Dataset excerpt ->
━━━━━━━━━━━━━━━━━━━━

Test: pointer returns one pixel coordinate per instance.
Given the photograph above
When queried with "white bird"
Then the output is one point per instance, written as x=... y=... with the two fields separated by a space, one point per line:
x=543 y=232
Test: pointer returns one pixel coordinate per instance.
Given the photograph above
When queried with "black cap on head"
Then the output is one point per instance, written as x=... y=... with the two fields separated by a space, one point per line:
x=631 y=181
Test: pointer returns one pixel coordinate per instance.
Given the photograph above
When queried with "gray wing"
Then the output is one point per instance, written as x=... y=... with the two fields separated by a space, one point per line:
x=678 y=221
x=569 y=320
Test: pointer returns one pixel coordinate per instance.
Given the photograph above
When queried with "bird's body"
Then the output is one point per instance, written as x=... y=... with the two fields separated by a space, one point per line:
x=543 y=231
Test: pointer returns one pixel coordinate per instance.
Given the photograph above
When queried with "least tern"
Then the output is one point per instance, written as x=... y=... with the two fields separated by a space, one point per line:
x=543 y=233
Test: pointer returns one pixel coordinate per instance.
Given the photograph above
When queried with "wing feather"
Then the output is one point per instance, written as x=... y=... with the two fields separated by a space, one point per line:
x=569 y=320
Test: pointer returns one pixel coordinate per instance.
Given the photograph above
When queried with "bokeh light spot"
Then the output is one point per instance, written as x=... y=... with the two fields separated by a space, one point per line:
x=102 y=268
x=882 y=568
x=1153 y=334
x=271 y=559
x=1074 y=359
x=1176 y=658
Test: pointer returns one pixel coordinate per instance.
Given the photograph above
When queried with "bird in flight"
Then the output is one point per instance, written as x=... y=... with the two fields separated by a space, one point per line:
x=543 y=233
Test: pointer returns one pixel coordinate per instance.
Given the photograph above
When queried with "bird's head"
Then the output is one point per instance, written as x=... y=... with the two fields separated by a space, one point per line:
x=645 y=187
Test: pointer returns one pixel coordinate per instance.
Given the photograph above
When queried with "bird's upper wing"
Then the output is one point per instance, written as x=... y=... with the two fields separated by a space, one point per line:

━━━━━━━━━━━━━━━━━━━━

TASK INSTRUCTIONS -> List each line from the rows above that contains the word "head".

SOLUTION TO THE PROBLEM ->
When queried with "black cap on head"
When queried with "bird's head"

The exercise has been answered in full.